- **WHAT THE TASK ASKS**:
Please print every one of the entries below word for word, with nothing added or left out.

- **GIVEN DATA**:

>>

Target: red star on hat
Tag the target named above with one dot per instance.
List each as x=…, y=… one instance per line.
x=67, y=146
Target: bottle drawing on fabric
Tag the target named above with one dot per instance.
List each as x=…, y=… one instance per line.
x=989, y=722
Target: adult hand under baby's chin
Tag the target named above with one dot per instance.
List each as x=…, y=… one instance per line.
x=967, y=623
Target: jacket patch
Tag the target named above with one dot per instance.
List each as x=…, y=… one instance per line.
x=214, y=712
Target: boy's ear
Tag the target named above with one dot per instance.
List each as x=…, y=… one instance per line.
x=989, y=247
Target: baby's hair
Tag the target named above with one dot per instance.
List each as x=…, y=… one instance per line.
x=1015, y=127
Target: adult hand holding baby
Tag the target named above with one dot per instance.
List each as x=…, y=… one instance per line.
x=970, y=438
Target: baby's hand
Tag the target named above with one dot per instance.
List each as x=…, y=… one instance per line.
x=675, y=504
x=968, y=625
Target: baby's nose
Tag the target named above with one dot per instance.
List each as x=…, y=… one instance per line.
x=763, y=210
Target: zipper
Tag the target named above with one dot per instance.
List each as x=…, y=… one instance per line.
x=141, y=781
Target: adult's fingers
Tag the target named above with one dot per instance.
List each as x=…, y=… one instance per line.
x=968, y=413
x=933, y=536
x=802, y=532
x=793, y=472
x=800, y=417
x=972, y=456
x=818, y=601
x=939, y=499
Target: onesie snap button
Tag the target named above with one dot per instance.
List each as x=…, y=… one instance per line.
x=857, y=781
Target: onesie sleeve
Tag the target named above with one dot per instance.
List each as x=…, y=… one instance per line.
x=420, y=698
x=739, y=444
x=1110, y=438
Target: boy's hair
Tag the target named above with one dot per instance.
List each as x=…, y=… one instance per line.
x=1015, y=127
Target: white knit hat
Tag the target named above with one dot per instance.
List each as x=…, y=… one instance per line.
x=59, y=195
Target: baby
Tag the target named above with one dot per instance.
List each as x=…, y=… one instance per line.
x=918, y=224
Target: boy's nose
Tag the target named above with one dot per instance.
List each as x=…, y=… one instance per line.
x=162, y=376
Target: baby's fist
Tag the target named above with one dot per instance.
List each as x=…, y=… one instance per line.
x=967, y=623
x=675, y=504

<<

- **THE COMPLETED TASK**:
Target: red star on hat
Tag the target named above with one dot per instance.
List each as x=…, y=… one instance per line.
x=67, y=146
Target: bottle drawing on fabric
Tag the target named above with one dot per instance.
List each as x=…, y=… one instance per line.
x=989, y=722
Target: adult hand under baby's chin
Tag the target named above with one dot per instance.
List each as x=…, y=… one instance per line.
x=967, y=623
Target: jacket patch
Tag the target named above with one dot per instance.
List each as x=…, y=… one instance per line.
x=214, y=712
Target: boy's ear
Tag the target named above with one dot per instance.
List each as x=…, y=… one instance per line.
x=989, y=247
Target: baby's hair
Tag the target named above with one dot per instance.
List each as x=…, y=… one instance per line.
x=1015, y=127
Target: adult hand holding baby
Tag the target named above with one dot per instance.
List each as x=…, y=… one instance per line.
x=970, y=438
Target: baby's hand
Tag the target named above with one dot per instance.
List each as x=…, y=… one instance per line.
x=675, y=504
x=968, y=625
Target: baby's nose
Tag the target named above with one dot per instance.
List each as x=…, y=… one instance per line.
x=763, y=210
Target: zipper
Tag the target named above with one dot per instance.
List each as x=…, y=… one instance per line.
x=141, y=781
Target: adult's fingers
Tag the target named above with one dot per instance.
List each as x=…, y=… one instance per line.
x=968, y=413
x=933, y=536
x=802, y=532
x=793, y=472
x=800, y=417
x=972, y=456
x=818, y=601
x=939, y=499
Target: onesie snap button
Tag the target named above with one dot per instance.
List each as x=…, y=… one instance per line.
x=857, y=781
Target: onesie sleeve
Tag the target named above with one dot per instance.
List each as x=…, y=… one instance per line.
x=420, y=698
x=739, y=444
x=1110, y=438
Target: boy's hair
Tag the target named above with one dot per instance.
List each as x=…, y=… one instance per line.
x=1015, y=127
Target: white knit hat
Tag the target named above with one dot per instance.
List each as x=…, y=… one instance per line.
x=59, y=195
Target: baby
Tag the target named above with one dot per instance.
List each as x=…, y=… one instance per line.
x=918, y=224
Target: boy's nose
Tag the target named above with one dot per instance.
List each as x=…, y=… one instance per line.
x=162, y=376
Target: baby's fist
Tag the target named above with one dot per instance.
List each as x=…, y=… one instance per line.
x=967, y=623
x=675, y=504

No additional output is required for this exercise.